(Referring expression grounding data)
----------------------------------------

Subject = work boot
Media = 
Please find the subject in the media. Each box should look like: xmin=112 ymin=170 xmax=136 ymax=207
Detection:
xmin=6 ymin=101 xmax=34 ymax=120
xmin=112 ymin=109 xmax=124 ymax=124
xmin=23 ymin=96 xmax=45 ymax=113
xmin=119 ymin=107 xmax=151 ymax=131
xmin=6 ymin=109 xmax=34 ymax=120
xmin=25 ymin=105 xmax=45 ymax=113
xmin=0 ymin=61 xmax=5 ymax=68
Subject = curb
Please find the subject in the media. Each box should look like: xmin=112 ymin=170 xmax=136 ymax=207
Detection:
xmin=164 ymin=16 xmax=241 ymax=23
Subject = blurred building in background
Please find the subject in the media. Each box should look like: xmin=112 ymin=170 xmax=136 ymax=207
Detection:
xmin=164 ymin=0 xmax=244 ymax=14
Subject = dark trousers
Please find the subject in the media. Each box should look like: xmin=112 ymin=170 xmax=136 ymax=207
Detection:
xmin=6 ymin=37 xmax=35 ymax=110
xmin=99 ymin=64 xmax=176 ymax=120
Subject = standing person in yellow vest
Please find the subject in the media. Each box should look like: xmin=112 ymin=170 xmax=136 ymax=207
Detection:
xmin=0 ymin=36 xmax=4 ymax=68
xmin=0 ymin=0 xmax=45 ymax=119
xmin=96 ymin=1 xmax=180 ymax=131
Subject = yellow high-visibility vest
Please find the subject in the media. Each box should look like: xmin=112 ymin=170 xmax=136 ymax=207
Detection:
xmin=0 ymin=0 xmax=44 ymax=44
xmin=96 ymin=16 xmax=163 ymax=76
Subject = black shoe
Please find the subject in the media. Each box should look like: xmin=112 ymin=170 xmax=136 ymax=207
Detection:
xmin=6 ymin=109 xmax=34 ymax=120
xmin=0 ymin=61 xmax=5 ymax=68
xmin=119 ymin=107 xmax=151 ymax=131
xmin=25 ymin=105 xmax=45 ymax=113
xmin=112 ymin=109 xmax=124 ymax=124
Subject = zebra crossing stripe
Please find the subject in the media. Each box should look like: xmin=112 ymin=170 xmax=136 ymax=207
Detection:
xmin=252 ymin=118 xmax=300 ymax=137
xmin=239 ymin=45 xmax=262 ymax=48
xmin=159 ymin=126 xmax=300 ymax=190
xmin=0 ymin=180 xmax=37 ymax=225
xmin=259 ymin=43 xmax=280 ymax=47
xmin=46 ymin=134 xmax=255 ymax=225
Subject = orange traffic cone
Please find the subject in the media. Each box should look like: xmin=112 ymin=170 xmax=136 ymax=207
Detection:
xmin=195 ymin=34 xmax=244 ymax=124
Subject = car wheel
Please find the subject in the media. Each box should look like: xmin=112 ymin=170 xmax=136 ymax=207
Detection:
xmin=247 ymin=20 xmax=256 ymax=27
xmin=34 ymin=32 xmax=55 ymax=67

----------------------------------------

# [Task requirements]
Would you print all of the records exactly as they were given?

# [Task solution]
Subject = work boot
Media = 
Please find the subject in the media. Each box should look like: xmin=112 ymin=170 xmax=136 ymax=207
Detection:
xmin=6 ymin=101 xmax=34 ymax=120
xmin=112 ymin=109 xmax=124 ymax=124
xmin=23 ymin=96 xmax=45 ymax=113
xmin=119 ymin=107 xmax=151 ymax=131
xmin=6 ymin=109 xmax=34 ymax=120
xmin=25 ymin=105 xmax=45 ymax=113
xmin=0 ymin=61 xmax=5 ymax=68
Subject = curb
Please find the subject in the media. Each box should look like: xmin=112 ymin=170 xmax=136 ymax=207
Detection:
xmin=164 ymin=16 xmax=241 ymax=23
Subject = blurred building in background
Please find the subject in the media. Each box should look like: xmin=112 ymin=170 xmax=136 ymax=207
Detection:
xmin=164 ymin=0 xmax=244 ymax=14
Subject = dark trousers
Please find the subject in the media. Each box should look like: xmin=112 ymin=170 xmax=136 ymax=207
Detection:
xmin=6 ymin=37 xmax=35 ymax=110
xmin=99 ymin=64 xmax=176 ymax=120
Subject = standing person in yellow vest
Please find the subject in the media. Each box should look like: xmin=112 ymin=170 xmax=136 ymax=207
Detection:
xmin=0 ymin=36 xmax=4 ymax=68
xmin=0 ymin=0 xmax=45 ymax=119
xmin=96 ymin=1 xmax=180 ymax=131
Subject = yellow high-visibility vest
Please find the subject in the media. Each box should look like: xmin=112 ymin=170 xmax=136 ymax=207
Detection:
xmin=0 ymin=0 xmax=44 ymax=44
xmin=96 ymin=16 xmax=163 ymax=76
Subject = black shoe
Please find the subject in the media. Each box should look like: xmin=112 ymin=170 xmax=136 ymax=207
Detection:
xmin=6 ymin=109 xmax=34 ymax=120
xmin=0 ymin=61 xmax=5 ymax=68
xmin=119 ymin=107 xmax=151 ymax=131
xmin=25 ymin=105 xmax=45 ymax=113
xmin=112 ymin=109 xmax=124 ymax=124
Subject = zebra crossing stripe
Please find the subject in the media. Each box should look like: xmin=112 ymin=170 xmax=136 ymax=207
Detection:
xmin=252 ymin=118 xmax=300 ymax=137
xmin=239 ymin=45 xmax=262 ymax=48
xmin=159 ymin=126 xmax=300 ymax=190
xmin=0 ymin=180 xmax=37 ymax=225
xmin=259 ymin=43 xmax=280 ymax=47
xmin=46 ymin=134 xmax=255 ymax=225
Subject = orange traffic cone
Please find the subject in the media. Each box should look like: xmin=112 ymin=170 xmax=136 ymax=207
Detection:
xmin=195 ymin=34 xmax=244 ymax=124
Subject = car wheel
Please find the subject in the media. Each box should look like: xmin=112 ymin=170 xmax=136 ymax=207
Detection:
xmin=247 ymin=20 xmax=256 ymax=27
xmin=34 ymin=32 xmax=55 ymax=67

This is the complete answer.